**TASK DETAILS**
Print all of the lines below word for word, changing nothing.

**DATA**
● ● ● ● ● ● ●
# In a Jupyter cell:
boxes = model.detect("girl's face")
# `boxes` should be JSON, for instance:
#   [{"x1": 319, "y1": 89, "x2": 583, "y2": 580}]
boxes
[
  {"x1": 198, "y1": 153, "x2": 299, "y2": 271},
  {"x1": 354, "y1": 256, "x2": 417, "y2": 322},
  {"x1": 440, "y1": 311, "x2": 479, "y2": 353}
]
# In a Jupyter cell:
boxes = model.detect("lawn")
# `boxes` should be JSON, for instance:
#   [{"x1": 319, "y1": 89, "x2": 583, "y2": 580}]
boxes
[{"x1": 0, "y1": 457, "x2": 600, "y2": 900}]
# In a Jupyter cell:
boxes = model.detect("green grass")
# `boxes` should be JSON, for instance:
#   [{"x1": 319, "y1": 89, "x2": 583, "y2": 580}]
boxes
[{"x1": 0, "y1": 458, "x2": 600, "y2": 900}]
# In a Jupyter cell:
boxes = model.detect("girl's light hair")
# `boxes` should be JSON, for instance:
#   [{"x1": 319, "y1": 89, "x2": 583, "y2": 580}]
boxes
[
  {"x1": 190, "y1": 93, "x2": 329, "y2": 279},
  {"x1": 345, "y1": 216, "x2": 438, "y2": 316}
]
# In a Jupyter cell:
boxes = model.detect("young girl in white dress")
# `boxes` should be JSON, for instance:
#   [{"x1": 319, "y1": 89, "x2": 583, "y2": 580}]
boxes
● ● ● ● ● ● ●
**COMPLETED TASK**
# In a Jupyter cell:
boxes = model.detect("girl's face")
# `boxes` should be JSON, for instance:
#   [{"x1": 319, "y1": 89, "x2": 583, "y2": 580}]
boxes
[
  {"x1": 198, "y1": 153, "x2": 299, "y2": 271},
  {"x1": 354, "y1": 256, "x2": 417, "y2": 322},
  {"x1": 440, "y1": 311, "x2": 479, "y2": 353}
]
# In a Jupyter cell:
boxes = model.detect("lawn")
# `boxes` should be JSON, for instance:
#   [{"x1": 319, "y1": 89, "x2": 583, "y2": 580}]
boxes
[{"x1": 0, "y1": 457, "x2": 600, "y2": 900}]
# In a Jupyter cell:
boxes = model.detect("green grass")
# `boxes` should be JSON, for instance:
#   [{"x1": 319, "y1": 89, "x2": 583, "y2": 580}]
boxes
[{"x1": 0, "y1": 458, "x2": 600, "y2": 900}]
# In a Jupyter cell:
boxes = model.detect("girl's light hair")
# `boxes` should be JSON, for instance:
#   [{"x1": 319, "y1": 89, "x2": 583, "y2": 580}]
boxes
[
  {"x1": 190, "y1": 93, "x2": 329, "y2": 279},
  {"x1": 345, "y1": 216, "x2": 438, "y2": 316}
]
# In a Jupyter cell:
boxes = model.detect("young girl in white dress")
# `boxes` should be JSON, for instance:
#   [{"x1": 319, "y1": 89, "x2": 583, "y2": 580}]
boxes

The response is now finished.